═════ Text for analysis

Finally, and perhaps most importantly,

[l]evels of organization can be thought of as local maxima of regularity and predictability in the phase space of alternative modes of organization of matter. (1976a: 209; see also 1976a: 238)

This point is “the closest that [Wimsatt] will come to a definition” (1976a: 209), and requires some explanation. The idea is roughly that patterns and regularities that can be used as a basis for prediction and explanation are found clustered around certain scales, and such clusters indicate levels of organization. Thus, if we plot regularity and predictability against (size) scale, then levels of organization will appear as peaks in the plot (see Figure). The entities that we find at these “local maxima” will exhibit stable regularities in virtue of the criteria (size, rate, dynamic properties, etc.) with which they are grouped into levels, and these regularities can also serve as the basis for reliable predictability. Moreover, levels of organization comprise “the most probable states of matter” (1976a: 239), meaning that if we could vary the initial conditions, under a range of conditions natural selection or other selection processes would result in the same levels (Wimsatt 1976a: 238–239). For example, if the level of molecules is a level of organization in Wimsatt’s sense, then there should be a peak in regularity and predictability at the scale(s) where molecules are located, and molecules should be the most probable mode of organization of matter under a range of conditions.

══════════
═════ Extracted entries

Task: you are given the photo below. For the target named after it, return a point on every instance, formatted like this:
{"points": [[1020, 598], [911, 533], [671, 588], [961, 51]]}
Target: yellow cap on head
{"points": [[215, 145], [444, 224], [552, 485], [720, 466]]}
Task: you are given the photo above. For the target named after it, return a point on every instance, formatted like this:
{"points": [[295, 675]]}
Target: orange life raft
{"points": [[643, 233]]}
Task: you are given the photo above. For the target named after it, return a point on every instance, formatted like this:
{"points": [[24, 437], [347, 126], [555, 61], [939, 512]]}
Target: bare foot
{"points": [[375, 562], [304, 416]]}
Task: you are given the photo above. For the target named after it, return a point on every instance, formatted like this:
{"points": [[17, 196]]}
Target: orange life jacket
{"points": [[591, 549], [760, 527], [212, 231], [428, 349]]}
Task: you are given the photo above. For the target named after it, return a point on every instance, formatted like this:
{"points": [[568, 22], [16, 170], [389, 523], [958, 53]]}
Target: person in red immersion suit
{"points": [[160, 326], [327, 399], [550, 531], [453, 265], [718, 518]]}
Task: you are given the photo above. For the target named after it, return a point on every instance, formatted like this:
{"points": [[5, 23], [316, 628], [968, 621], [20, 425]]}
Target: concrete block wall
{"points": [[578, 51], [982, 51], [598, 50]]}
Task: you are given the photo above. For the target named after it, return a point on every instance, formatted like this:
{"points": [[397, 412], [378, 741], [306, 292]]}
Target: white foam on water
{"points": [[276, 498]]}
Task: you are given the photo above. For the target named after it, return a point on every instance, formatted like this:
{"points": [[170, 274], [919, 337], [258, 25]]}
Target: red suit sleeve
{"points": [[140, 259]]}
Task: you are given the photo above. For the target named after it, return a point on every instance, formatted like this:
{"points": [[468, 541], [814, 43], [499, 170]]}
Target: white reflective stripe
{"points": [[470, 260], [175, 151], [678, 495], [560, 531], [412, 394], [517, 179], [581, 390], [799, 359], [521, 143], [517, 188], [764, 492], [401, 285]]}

══════════

> [Explore the material]
- a) How would this sentence from the passage on levels of organization read in Spanish: "The idea is roughly that patterns and regularities that can be used as a basis for prediction and explanation are found clustered around certain scales, and such clusters indicate levels of organization."
- b) Can you repeat the passage on levels of organization word for word, starting at "[l]evels of organization" and ending at "also 1976a: 238)"?

> [Exercise solutions]
- a) La idea es, a grandes rasgos, que los patrones y las regularidades que pueden usarse como base para la predicción y la explicación se encuentran agrupados en torno a ciertas escalas, y tales agrupamientos indican niveles de organización.

- b)
[l]evels of organization can be thought of as local maxima of regularity and predictability in the phase space of alternative modes of organization of matter. (1976a: 209; see also 1976a: 238)